═══ Entries

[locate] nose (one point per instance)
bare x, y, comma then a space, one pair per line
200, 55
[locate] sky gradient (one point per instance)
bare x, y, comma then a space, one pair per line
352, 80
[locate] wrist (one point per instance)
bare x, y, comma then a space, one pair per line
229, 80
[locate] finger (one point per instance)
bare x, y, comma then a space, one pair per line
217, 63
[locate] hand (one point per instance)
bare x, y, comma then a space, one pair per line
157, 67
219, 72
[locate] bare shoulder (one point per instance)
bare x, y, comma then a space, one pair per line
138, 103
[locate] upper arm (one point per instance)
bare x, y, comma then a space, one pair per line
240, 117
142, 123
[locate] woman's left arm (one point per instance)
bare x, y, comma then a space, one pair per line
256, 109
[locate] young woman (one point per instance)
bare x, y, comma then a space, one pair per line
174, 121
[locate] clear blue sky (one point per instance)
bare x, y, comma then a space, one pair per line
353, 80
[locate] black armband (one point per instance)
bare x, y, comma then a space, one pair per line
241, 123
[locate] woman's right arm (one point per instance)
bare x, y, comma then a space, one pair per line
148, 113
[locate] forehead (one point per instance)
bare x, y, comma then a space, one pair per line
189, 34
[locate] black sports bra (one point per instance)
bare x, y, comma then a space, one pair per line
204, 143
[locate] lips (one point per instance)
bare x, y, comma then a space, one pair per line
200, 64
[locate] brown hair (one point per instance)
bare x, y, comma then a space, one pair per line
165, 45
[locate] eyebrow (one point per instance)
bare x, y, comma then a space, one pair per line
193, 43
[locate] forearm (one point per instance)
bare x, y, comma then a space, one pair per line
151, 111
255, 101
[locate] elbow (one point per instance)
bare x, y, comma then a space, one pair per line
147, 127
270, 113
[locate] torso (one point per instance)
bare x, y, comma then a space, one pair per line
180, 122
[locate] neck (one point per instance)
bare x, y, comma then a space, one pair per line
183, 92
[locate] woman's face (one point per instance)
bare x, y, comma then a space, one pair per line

══════
═══ Entries

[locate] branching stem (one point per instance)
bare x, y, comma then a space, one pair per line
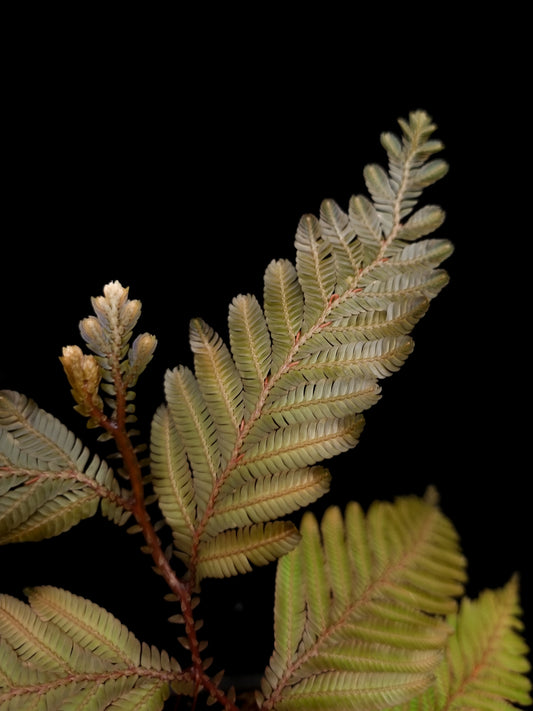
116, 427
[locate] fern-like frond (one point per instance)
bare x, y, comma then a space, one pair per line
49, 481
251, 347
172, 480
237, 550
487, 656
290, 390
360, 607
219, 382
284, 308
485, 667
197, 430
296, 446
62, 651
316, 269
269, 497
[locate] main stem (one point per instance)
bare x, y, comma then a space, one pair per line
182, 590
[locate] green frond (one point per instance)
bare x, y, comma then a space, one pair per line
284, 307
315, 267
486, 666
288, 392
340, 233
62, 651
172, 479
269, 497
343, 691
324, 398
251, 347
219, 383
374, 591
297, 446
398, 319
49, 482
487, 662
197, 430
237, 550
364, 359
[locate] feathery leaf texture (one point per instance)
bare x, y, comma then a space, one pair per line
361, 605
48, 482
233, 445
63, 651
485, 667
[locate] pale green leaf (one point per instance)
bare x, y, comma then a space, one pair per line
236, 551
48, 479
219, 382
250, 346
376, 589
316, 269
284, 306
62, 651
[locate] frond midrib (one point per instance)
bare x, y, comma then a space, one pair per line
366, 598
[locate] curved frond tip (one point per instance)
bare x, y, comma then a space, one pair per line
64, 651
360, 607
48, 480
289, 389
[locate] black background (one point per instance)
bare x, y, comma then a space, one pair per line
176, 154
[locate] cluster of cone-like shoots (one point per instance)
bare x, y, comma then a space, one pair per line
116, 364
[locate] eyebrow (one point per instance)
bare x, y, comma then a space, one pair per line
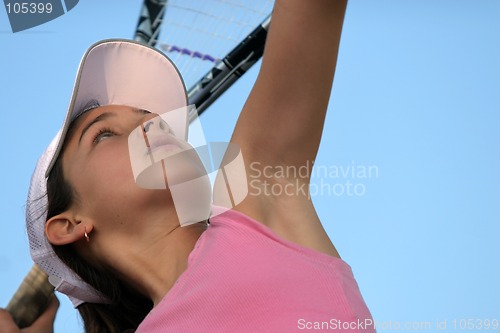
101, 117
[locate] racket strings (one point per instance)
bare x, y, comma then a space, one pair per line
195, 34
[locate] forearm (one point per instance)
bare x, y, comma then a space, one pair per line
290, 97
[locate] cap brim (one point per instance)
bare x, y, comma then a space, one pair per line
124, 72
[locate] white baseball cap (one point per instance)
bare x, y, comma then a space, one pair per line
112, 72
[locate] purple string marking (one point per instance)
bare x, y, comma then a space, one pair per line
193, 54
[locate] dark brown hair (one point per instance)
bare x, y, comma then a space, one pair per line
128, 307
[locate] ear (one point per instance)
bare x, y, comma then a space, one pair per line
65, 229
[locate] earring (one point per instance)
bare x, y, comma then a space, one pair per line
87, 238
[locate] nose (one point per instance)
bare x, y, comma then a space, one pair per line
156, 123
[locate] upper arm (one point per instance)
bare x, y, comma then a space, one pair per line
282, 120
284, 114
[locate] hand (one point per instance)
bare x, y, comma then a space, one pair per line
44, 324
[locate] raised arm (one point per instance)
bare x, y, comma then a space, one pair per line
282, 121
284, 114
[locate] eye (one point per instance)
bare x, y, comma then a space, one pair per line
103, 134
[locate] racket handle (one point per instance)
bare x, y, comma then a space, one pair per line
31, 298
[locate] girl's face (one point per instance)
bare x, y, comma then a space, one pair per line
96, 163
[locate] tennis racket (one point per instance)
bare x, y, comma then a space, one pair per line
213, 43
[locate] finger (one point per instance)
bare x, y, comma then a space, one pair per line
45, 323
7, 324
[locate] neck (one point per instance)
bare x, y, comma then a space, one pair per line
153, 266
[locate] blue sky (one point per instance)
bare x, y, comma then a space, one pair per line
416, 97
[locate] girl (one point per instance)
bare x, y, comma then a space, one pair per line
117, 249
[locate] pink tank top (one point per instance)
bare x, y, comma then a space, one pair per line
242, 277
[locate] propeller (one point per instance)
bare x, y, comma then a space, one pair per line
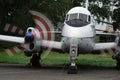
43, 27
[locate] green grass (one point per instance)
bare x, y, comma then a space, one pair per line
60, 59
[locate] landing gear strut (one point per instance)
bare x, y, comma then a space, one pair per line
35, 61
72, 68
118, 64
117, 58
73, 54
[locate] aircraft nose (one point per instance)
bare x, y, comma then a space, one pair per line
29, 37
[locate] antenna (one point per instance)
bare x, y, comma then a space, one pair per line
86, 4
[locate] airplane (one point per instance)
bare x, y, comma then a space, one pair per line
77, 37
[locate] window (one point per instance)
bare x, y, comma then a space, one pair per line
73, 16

══════

■ What you need to do
Identify each line in the records that contains the word "leaf", and copy those lines.

■ The reply
[locate] feathery leaf texture (one point per instance)
[locate] pale green leaf (one point per instance)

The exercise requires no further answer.